Questa la richiesta che arriva dalla Società Italiana di Nefrologia e dalla Fondazione Italiana del Rene Onlus in linea con quanto avviene in alcuni Paesi europei. L’effetto nefroprotettivo di questi farmaci consentirebbe un minor tasso di ospedalizzazioni per insufficienza cardiaca e risparmi di risparmio di circa 25.000.000 di euro/anno per il solo trattamento dialitico

28 MAG - La Società Italiana di Nefrologia (Sin), unitamente alla Fondazione Italiana del Rene Onlus (Fir Onlus) chiede la prescrivibilità dei farmaci antidiabetici inibitori di SGLT-2 (SGLT2-I). L’effetto nefroprotettivo di questi farmaci consentirebbe un minor tasso di ospedalizzazioni per insufficienza cardiaca [Wanner, Circulation 2017] e il risparmio di circa 25.000.000 di euro/anno per il solo trattamento dialitico.
 
“I nefrologi sono abilitati alla prescrizione in diversi paesi Europei – ha detto Pier Giorgio Messa, Presidente della Sin – ad esempio Germania e Spagna, nei quali gli SGLT2-I sono rimborsati dal Servizio sanitario, e in tutto il mondo, Italia inclusa, le nefrologie sono centri riconosciuti e attivi per la sperimentazione clinica degli SGLT2-I”.
 
“Assistiamo ad un paradosso – ha affermato  il Presidente della Fir Onlus Loreto Gesualdo – per migliorare la nefroprotezione con l’ausilio degli SGLT2-I, i pazienti nefropatici con DM, ad alto rischio CV, anziani e fragili, devono rivolgersi al diabetologo anziché al nefrologo, con spreco di risorse e di tempo, facendo aumentare la complessità del percorso terapeutico già di per sé difficile, perché deve essere adattata in maniera quasi sartoriale ad ogni singolo paziente. Eppure, gli SGLT2-I, introdotti nella farmacopea diabetologica nell’ultimo quinquennio, hanno dimostrato una importante efficacia nefroprotettiva”.

----------------

* Compiti richiesti:
1) Trascrivi dal brano sui farmaci SGLT2-I il passo che inizia con "28 MAG - La" e termina con "solo trattamento dialitico.".
2) Nel brano sui farmaci SGLT2-I, quali paesi europei indica Pier Giorgio Messa come esempi in cui gli SGLT2-I sono rimborsati dal Servizio sanitario?
3) Prosegui il brano sui farmaci SGLT2-I dal punto in cui si interrompe.
Le voci riportate più avanti non hanno alcun legame con il brano.

----------------

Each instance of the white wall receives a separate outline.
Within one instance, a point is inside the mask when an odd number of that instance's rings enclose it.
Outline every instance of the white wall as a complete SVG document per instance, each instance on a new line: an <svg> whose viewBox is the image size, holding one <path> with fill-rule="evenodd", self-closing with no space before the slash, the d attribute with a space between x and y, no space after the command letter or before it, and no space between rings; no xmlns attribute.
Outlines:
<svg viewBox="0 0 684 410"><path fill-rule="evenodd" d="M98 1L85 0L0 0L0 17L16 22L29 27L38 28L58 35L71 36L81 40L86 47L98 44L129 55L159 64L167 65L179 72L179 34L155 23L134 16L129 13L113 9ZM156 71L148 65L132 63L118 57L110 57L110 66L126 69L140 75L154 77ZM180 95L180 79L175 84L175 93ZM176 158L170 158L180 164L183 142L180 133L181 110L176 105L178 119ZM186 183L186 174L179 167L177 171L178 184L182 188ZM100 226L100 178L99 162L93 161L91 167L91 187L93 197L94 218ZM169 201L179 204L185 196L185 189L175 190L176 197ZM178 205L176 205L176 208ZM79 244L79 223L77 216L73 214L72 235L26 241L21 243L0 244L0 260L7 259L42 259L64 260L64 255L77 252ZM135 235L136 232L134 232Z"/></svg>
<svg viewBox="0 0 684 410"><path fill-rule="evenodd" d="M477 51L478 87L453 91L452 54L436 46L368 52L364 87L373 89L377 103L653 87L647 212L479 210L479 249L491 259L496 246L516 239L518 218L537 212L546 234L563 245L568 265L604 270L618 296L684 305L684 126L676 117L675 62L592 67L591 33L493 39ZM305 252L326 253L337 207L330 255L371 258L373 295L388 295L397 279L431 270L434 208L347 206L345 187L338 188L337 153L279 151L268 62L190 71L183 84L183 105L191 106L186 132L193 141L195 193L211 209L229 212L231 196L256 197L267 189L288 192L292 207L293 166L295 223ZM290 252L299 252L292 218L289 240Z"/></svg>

----------------

* Risultati in ordine:
1)
28 MAG - La Società Italiana di Nefrologia (Sin), unitamente alla Fondazione Italiana del Rene Onlus (Fir Onlus) chiede la prescrivibilità dei farmaci antidiabetici inibitori di SGLT-2 (SGLT2-I). L’effetto nefroprotettivo di questi farmaci consentirebbe un minor tasso di ospedalizzazioni per insufficienza cardiaca [Wanner, Circulation 2017] e il risparmio di circa 25.000.000 di euro/anno per il solo trattamento dialitico.

2) Germania e Spagna.

3)
 
Lo studio di Fase III DAPA-CKD (DApagliflozin and Prevention of Adverse outcomes in Chronic Kidney Disease), attuato per valutare la sicurezza e l’efficacia di dapagliflozin nei pazienti affetti da malattia renale cronica (Ckd), è stato interrotto precocemente nell’aprile del 2020 a seguito della valutazione della conclamata efficacia di dapaglifozin. “Per la prima volta – aggiunge Messa – è davvero possibile cambiare la storia naturale della malattia renale cronica. Diversi studi oggi disponibili sulle glifozine hanno infatti evidenziato una riduzione del 50% di ingresso per anno in dialisi”.
 
Inoltre, sono molecole che per il loro meccanismo di azione si propongono bene come farmaci “add-on”, cioè che possono essere aggiunti a terapie di altro genere, cosa di non poco conto nelle politerapie prescritte ai pazienti nefropatici. È possibile stimare che l’estensione della prescrizione di SGLT2-I agli specialisti nefrologi aumenterebbe potenzialmente il numero di soggetti da trattare di solo circa 140.000 unità a fronte di grande vantaggio terapeutico.
 
Questa stima deriva dalla Health Examination Survey 2008-2012 (meglio conosciuta come Progetto Cuore dell’Osservatorio Epidemiologico dell’Istituto Superiore di sanità), condotta in collaborazione con i Cardiologi Ospedalieri (Anmco) e Società Italiana di Nefrologia (Sin).
Lo screening su campione di popolazione generale di età 35-79 anni nelle 20 regioni Italiane, ha evidenziato che la CKD con e senza DM è presente nel 29% dei 2.180.542 soggetti adulti con CKD [De Nicola, NDT 2015].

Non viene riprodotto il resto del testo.